Продолжите текст об избрании Михаила Романова на царство, начав сразу после последнего приведенного предложения.

ФРАГМЕНТ ТЕКСТА –
========================

Теперь временное правительство поняло, что его задача исполнена и что ему следует увенчать дело, дав стране то, чего ей еще недоставало, – государя. Еще в Ярославле поговаривали о том, что надо приступить к избранию царя, но необходимость преградить путь Ходкевичу, приближавшемуся к столице, оказалась более неотложной. Пожарский и Минин притом благоразумно отступали перед ответственностью, которую они взяли бы на себя со своим Земским Советом, в сущности временным военным учреждением. Через две недели после сдачи поляков новые окружные грамоты призывали области к выбору более полноправных представителей.
Ни одной из этих грамот не сохранилось; мы еще не знаем ни обстановки, при которой происходили выборы уполномоченных, ни характера самых полномочий. Мы знаем только, что временное правительство советовало избрать и прислать «лучших и самых разумных людей». Обращение к всеобщему голосованию совсем невероятно. Ни в одном подобном этому собрании того времени не находим его следов. Более вероятно участие местных властей.
Опираясь на указания, которые дают подписи под избирательной грамотой Михаила Феодоровича Романова, делали заключение, что представительство организовалось по сословиям. Действительно, расписывались за целые группы населения. Так, Федор Дьяков расписался «за всех выборных дворян, городских и уездных людей». Но это сомнительно; другие историки, напротив, предполагают, что выборщики руководились только личными достоинствами кандидатов. Город Кашин, например, прислал только одного выборного, монаха Порфирия. Тверь имела представителями двух архимандритов, нескольких дворян и горожан. Но можно допустить также, что монах Порфирий был представителем одного только кашинского духовенства, так как некоторые местности роскошно и полно организовывали свое представительство, другие – обезлюдевшие вследствие войны и приведенные в состояние полной анархии – могли снарядить одного уполномоченного или вовсе никого не присылали.
Можно сомневаться даже в подлинности указанных подписей. В самом деле, избирательная грамота помечена маем 1613 года, тогда как Михаил был избран в феврале; далее, среди 277 подписавшихся князь Д. М. Пожарский, И. Б. Черкасский, И. Н. Одоевский и Б. М. Салтыков являются здесь в чине бояр, а между тем они получили его только впоследствии, – оба первых в июле, а двое других в декабре этого года. Строго говоря, этот документ не имеет никакой исторической ценности. Предназначенный служить протоколом великого события, он в значительной части состоит из буквальной копии избирательной грамоты Годунова; самая речь, которую произнес перед Борисом патриарх Иов, влагается здесь в уста архиепископа Феодорита, обращающегося к Михаилу.

========================

РАЗДЕЛ ДАННЫХ –
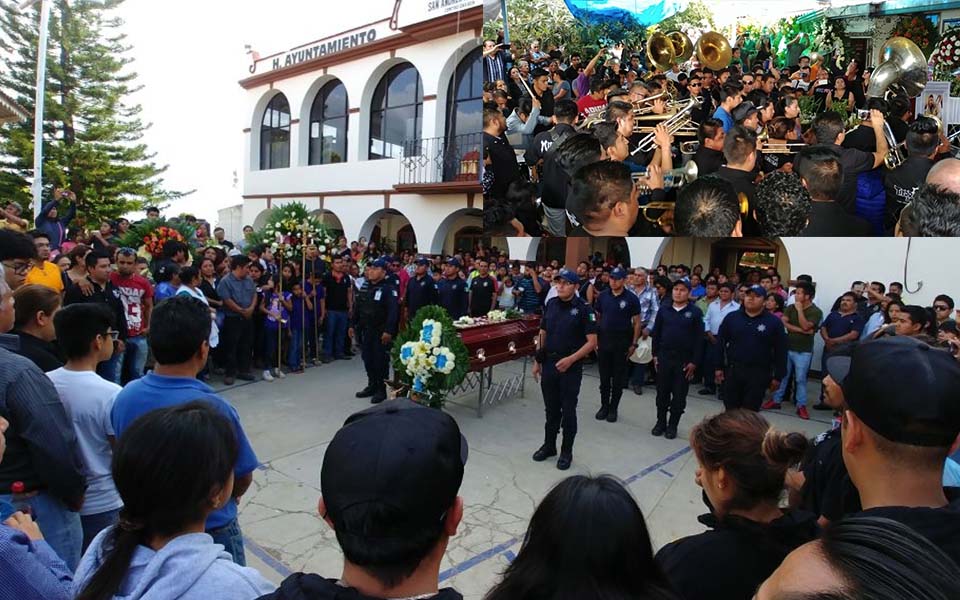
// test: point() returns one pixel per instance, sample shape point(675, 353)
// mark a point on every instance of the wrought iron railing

========================

РЕЗУЛЬТАТ –
Состав этого знаменитого собрания тоже представляется очень неясным. Подписи соответствуют представительству пятидесяти городов и уездов на пространстве от берегов Северной Двины к югу до Оскола и Рыльска, от Осташкова Тверской области до Казани и Вятки на востоке. Однако из других источников мы знаем, что присутствовал и представитель города Торопца, хотя ни одна подпись не свидетельствует об этом. От представителей Новгорода имеются четыре подписи, а другие документы сообщают о девятнадцати представителях этого города – попах, горожанах и стрельцах.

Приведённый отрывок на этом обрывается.